What is needed: Beginning with the line containing "the white peaked" and ending with the last line of the entries below, copy each line exactly and nothing else.
━━ Dataset
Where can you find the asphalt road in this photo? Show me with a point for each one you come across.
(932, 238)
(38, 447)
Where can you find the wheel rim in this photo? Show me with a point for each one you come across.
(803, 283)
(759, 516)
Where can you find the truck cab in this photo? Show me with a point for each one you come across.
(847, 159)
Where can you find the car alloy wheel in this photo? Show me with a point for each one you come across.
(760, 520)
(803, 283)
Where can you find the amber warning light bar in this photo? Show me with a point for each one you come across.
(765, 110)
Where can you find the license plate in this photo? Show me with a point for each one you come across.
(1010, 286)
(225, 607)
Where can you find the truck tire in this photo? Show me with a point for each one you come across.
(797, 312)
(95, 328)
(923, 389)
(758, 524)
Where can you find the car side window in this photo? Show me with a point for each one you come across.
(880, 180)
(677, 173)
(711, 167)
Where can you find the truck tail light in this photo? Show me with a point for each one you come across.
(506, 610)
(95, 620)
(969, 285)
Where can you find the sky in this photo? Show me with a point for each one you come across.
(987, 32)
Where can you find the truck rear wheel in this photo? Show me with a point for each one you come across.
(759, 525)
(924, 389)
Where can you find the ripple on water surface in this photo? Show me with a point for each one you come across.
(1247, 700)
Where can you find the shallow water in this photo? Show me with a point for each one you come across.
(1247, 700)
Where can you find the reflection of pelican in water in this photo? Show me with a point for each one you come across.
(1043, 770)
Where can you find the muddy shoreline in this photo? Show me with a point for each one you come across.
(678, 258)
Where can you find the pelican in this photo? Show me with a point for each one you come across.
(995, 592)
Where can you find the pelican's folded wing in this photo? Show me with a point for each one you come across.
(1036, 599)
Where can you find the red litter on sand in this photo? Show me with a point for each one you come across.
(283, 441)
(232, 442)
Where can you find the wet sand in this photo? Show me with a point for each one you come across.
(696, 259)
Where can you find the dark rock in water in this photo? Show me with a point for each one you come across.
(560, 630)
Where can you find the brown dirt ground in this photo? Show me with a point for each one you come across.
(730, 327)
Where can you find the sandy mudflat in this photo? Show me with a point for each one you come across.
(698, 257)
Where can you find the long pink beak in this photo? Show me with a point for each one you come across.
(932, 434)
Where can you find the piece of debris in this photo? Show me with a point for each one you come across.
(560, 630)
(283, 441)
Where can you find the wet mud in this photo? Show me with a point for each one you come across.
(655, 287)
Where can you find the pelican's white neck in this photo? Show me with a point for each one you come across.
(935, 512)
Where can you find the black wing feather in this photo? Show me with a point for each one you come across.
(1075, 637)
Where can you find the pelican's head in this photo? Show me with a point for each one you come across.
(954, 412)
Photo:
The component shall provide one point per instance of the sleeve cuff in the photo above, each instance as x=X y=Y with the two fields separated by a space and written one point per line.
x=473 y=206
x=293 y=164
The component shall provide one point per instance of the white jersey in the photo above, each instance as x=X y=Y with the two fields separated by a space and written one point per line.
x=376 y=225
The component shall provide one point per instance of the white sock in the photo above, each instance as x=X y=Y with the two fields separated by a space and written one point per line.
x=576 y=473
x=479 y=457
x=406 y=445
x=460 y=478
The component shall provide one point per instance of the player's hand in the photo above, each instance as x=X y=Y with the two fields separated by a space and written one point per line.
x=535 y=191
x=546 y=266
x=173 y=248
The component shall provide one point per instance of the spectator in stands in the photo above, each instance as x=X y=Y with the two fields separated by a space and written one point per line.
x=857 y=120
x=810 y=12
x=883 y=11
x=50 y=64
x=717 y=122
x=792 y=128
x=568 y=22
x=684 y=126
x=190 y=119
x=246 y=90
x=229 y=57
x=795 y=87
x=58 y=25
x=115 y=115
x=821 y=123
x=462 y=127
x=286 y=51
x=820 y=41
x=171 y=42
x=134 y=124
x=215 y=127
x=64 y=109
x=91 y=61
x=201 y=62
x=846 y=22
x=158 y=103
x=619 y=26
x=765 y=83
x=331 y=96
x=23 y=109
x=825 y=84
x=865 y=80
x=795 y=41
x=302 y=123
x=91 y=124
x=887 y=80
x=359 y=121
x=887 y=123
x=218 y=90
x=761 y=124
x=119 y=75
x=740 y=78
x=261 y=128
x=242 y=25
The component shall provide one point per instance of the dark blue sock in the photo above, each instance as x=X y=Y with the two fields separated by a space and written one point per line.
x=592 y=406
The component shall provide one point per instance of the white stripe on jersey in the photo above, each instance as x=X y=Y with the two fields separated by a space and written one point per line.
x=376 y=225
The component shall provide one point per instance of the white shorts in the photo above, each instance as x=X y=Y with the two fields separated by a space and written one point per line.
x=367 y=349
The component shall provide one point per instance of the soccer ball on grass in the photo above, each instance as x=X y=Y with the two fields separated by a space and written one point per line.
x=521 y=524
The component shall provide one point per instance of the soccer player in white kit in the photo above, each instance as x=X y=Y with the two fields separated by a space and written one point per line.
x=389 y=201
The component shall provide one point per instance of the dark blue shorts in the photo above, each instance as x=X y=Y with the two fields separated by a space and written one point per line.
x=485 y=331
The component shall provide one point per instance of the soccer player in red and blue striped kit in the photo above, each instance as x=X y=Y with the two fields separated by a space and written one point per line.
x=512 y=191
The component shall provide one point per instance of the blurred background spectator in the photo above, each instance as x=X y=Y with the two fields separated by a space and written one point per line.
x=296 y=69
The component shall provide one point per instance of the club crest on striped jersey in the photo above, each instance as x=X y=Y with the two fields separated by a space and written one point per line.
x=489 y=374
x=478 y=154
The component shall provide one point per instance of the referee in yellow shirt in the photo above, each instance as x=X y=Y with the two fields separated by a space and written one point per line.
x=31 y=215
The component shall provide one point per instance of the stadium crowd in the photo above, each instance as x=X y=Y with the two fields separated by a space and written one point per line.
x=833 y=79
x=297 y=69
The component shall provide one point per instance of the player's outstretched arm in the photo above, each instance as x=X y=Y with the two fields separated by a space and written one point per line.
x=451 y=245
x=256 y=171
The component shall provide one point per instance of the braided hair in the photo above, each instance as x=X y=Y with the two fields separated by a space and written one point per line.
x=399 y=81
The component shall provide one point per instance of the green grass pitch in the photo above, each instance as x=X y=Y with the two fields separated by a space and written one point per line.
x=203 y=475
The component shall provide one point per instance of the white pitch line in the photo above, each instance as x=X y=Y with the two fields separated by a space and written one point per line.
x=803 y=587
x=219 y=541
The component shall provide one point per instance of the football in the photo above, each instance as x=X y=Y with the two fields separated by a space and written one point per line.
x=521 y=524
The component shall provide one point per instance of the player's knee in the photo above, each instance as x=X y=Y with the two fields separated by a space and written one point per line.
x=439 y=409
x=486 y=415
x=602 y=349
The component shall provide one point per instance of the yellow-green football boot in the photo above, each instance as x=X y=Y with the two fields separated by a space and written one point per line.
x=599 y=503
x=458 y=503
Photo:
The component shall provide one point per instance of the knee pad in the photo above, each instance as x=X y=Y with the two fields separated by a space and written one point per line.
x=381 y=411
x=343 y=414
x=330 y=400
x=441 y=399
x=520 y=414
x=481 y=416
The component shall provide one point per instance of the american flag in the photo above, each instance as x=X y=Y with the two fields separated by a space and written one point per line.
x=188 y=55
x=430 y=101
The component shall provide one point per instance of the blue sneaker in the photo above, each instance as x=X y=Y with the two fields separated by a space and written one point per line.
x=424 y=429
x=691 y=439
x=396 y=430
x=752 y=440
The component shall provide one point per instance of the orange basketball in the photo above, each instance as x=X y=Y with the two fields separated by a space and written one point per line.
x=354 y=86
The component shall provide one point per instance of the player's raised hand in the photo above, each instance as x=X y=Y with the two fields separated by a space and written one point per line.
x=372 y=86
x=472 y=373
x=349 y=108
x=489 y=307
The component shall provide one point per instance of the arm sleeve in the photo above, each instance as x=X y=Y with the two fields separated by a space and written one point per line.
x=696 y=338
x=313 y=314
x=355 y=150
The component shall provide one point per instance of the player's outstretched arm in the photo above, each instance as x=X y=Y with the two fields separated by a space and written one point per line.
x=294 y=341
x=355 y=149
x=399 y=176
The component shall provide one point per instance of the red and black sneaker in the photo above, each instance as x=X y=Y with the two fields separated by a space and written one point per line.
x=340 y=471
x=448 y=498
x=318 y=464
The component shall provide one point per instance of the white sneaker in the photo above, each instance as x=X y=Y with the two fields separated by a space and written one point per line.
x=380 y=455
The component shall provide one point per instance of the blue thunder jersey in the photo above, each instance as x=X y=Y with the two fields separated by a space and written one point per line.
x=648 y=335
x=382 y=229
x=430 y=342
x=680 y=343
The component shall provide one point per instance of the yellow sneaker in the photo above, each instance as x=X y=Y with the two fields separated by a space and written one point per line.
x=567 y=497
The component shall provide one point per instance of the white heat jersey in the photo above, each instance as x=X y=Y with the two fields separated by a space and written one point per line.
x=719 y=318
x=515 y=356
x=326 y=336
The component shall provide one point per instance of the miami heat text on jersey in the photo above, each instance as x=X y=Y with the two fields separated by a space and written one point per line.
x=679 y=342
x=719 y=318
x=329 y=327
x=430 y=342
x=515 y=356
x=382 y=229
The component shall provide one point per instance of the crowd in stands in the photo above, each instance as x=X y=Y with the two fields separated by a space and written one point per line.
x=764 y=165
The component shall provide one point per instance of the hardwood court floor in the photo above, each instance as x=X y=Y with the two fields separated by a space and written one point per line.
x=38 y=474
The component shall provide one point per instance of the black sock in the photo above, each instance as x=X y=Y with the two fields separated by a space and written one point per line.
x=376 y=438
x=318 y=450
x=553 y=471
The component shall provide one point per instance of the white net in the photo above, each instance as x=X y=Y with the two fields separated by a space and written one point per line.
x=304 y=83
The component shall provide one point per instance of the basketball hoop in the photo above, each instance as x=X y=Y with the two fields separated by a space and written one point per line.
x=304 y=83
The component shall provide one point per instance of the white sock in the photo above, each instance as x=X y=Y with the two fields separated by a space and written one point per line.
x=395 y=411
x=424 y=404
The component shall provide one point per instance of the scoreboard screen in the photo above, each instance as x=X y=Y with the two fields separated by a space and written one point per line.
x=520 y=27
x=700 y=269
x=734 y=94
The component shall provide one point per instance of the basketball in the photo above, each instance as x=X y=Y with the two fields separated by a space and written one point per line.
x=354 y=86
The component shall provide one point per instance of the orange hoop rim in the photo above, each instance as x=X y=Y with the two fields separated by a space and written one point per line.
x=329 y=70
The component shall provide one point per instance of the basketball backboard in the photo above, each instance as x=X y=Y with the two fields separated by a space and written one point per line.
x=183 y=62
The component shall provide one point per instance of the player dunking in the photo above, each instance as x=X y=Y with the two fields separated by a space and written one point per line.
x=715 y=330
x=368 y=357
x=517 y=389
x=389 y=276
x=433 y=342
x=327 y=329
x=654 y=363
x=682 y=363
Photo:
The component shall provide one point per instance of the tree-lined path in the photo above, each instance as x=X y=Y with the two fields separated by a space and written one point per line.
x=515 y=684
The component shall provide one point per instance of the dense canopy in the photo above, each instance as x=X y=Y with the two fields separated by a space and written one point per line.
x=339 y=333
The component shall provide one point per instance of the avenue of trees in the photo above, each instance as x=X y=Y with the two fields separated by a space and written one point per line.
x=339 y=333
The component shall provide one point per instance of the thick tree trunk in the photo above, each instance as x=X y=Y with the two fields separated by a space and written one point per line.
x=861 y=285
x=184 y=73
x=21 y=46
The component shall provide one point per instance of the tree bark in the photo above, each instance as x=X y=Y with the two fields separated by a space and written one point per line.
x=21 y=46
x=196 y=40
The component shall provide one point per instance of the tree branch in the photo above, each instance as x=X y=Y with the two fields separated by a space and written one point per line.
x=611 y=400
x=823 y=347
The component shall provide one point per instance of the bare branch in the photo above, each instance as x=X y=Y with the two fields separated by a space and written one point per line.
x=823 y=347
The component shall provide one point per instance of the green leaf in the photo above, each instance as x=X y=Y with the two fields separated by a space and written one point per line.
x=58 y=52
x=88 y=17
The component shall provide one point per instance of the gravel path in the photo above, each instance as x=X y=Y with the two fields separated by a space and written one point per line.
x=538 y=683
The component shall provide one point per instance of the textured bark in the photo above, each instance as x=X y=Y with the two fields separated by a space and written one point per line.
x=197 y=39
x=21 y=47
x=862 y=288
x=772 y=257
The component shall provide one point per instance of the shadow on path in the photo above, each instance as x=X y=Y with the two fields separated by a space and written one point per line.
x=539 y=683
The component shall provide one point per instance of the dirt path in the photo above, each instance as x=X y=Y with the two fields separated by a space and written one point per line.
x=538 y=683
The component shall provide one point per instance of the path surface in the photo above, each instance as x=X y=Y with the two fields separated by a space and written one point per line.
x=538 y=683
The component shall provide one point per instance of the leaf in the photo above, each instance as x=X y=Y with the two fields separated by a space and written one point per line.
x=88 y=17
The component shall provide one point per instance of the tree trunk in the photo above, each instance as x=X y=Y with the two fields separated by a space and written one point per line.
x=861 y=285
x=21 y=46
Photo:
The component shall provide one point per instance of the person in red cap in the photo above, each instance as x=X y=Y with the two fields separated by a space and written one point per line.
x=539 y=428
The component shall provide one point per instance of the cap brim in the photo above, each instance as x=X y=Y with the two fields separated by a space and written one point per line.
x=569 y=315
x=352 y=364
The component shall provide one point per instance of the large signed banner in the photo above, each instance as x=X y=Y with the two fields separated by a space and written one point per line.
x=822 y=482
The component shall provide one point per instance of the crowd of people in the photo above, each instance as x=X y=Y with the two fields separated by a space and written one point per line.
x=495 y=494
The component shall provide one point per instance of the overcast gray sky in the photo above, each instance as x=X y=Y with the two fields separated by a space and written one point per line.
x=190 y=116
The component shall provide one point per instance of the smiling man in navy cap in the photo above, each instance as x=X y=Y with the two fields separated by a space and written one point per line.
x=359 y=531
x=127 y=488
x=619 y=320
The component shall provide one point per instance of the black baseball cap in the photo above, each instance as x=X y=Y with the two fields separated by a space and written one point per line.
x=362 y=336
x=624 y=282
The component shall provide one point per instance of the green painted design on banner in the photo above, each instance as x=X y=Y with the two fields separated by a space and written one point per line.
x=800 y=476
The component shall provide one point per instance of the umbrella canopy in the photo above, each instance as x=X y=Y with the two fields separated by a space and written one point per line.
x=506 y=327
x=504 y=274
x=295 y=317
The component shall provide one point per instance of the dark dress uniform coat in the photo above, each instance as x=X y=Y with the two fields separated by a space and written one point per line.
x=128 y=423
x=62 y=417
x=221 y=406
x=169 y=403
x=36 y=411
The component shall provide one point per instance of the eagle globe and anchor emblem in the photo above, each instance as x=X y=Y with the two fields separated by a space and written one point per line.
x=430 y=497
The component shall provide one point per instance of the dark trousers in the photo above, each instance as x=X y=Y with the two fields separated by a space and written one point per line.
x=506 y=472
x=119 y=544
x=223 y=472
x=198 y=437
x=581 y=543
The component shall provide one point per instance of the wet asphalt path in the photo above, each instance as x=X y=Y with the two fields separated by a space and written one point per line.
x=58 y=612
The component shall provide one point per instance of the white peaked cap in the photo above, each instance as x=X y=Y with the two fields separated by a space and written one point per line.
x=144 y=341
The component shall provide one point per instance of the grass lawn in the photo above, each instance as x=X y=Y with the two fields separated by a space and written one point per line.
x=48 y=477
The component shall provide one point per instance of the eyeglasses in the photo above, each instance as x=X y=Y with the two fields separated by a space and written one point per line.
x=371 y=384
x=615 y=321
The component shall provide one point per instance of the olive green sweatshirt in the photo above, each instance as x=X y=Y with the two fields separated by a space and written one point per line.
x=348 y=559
━━━━
Written reply:
The component shall provide one point per instance of the white peaked cap in the photo above, each instance as x=X y=Y with the two fields separated by a space and written one point per line.
x=144 y=341
The component shall provide one point per instance of the grass lawn in the photo above, each instance as x=X y=Y with the two fields separated by a space and written one point per line.
x=48 y=477
The component shall provide one point per instance of the eyeglasses in the photo above, each instance as x=X y=Y with the two fields separated by a space and written one point per line.
x=371 y=384
x=615 y=321
The component shall provide one point per instance of the olive green sweatshirt in the photo above, each instance as x=X y=Y with the two fields separated by a space and written one point per line.
x=348 y=559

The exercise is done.